▸ EXERCISE BRIEF:
Your answer must be the full set of records, repeated exactly.

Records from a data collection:
--- START ---

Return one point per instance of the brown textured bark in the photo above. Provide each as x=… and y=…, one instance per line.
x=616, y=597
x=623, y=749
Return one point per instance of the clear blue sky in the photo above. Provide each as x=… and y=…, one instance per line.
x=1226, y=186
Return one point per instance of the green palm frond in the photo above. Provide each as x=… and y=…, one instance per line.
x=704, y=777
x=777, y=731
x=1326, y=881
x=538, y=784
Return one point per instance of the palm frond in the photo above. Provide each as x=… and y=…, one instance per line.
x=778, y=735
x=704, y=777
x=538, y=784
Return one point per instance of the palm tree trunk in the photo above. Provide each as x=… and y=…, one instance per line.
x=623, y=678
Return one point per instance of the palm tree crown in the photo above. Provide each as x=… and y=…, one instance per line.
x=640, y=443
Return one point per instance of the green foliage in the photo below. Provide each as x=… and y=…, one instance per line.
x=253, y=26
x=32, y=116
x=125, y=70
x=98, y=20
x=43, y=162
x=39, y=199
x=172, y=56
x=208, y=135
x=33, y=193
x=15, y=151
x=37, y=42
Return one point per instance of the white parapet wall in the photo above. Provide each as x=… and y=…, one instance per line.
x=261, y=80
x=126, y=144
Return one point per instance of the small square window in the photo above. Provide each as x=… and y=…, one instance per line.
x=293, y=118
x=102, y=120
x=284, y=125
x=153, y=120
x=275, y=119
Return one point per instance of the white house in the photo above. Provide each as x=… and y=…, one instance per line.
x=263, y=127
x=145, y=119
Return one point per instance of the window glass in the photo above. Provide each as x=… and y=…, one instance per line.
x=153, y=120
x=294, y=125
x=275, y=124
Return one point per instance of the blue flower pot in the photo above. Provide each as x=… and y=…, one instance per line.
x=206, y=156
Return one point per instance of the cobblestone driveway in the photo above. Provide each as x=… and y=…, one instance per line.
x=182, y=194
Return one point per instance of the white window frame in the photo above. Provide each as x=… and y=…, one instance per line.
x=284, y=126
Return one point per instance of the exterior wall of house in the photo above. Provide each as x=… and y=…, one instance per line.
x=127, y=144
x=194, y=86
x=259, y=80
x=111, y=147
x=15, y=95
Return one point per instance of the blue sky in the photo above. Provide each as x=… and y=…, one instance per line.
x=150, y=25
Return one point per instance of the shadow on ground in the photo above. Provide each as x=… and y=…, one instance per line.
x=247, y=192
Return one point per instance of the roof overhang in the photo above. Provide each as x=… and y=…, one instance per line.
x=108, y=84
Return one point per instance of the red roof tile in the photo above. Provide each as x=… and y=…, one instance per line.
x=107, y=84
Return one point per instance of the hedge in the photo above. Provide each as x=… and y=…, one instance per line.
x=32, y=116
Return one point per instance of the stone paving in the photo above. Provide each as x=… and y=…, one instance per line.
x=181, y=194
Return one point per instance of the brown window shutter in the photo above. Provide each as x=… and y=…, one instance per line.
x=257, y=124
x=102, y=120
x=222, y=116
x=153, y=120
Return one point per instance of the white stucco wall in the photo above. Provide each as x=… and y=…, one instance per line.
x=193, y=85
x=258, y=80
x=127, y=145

--- END ---

▸ ANSWER SPACE:
Return one point per instance of the brown textured bark in the photo above. Provide each as x=… and y=…, one instance per line.
x=616, y=597
x=623, y=749
Return one point per instance of the clear blue sky in the photo above. Provide each as x=… and y=…, one instance per line.
x=1226, y=186
Return one point per instance of the green palm frond in the photo above. Provide each as x=… and y=…, one instance per line.
x=704, y=777
x=777, y=731
x=1326, y=881
x=538, y=784
Return one point per instance of the palm frond in the photo above. Provide each as x=… and y=…, one instance per line.
x=778, y=735
x=704, y=777
x=538, y=784
Return one point per instance of the palm tree trunk in the photo above. Provide each as x=… and y=…, one instance per line.
x=623, y=678
Return one point per instance of the palm tree crown in the photo above. Provide each as x=… and y=…, one instance per line.
x=640, y=443
Return one point per instance of the green foliage in the photo below. Provide each as x=… and y=…, one instance per line.
x=253, y=26
x=32, y=116
x=125, y=70
x=98, y=20
x=43, y=162
x=39, y=199
x=172, y=56
x=208, y=135
x=33, y=193
x=15, y=151
x=37, y=42
Return one point per instance of the white parapet wall in the photo above. Provide each as x=… and y=…, one instance per line.
x=261, y=80
x=126, y=144
Return one point per instance of the small square window in the photo above. Provide each as x=… and y=…, one instance per line.
x=293, y=118
x=102, y=120
x=284, y=125
x=153, y=120
x=275, y=119
Return one point per instance of the white house in the photo above. Provide each as x=… and y=…, one instance per line.
x=263, y=127
x=145, y=119
Return one point per instance of the window glass in the photo above. Provide each as x=… and y=…, one instance per line.
x=153, y=120
x=294, y=125
x=275, y=124
Return one point per instance of the blue flower pot in the photo above. Provide each as x=… and y=…, one instance per line.
x=206, y=156
Return one point per instance of the cobblestone driveway in the photo above. Provide each as x=… and y=…, one instance per line.
x=182, y=194
Return one point per instance of the white window frame in the photo above. Provide each as x=… and y=…, one instance per line.
x=284, y=126
Return one point per instance of the exterior wall of house in the photo above. Provide each as x=… and y=…, one instance per line.
x=127, y=144
x=194, y=86
x=259, y=80
x=111, y=147
x=15, y=95
Return one point per instance of the blue sky in the photo above. Provide each as x=… and y=…, one instance per line.
x=150, y=25
Return one point per instance of the shadow on ground in the photo above. Provide each as x=… and y=…, one instance per line.
x=247, y=192
Return one point per instance of the roof overhang in the photo above. Provide each as x=… and y=…, one instance per line.
x=108, y=84
Return one point per instance of the red roof tile in the photo above. Provide each as x=… and y=…, one instance per line.
x=107, y=84
Return one point per instance of the hedge in the photo above. Provide each as x=… and y=…, one instance per line.
x=32, y=116
Return one point per instance of the stone paving in the photo above. Provide each as x=… and y=…, one instance per line.
x=181, y=194
Return one point per instance of the brown window shutter in the photo above. Provide each as x=… and y=…, one instance per line.
x=257, y=124
x=102, y=120
x=222, y=116
x=153, y=120
Return one point per instance of the white stucco wall in the photo above. Provide each as x=… and y=…, one instance per line.
x=193, y=85
x=258, y=80
x=127, y=145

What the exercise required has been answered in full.